* Start Material *

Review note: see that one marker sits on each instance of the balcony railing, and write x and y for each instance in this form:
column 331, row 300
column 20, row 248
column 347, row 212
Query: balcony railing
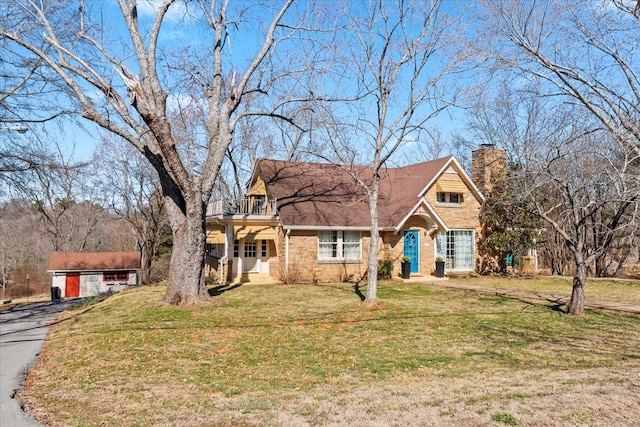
column 246, row 206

* End Material *

The request: Can you output the material above line for line, without changing a word, and leave the pictures out?

Right answer:
Review note: see that one marker sits on each instance of the balcony railing, and write x and y for each instance in this form:
column 331, row 300
column 20, row 248
column 347, row 212
Query: balcony railing
column 246, row 206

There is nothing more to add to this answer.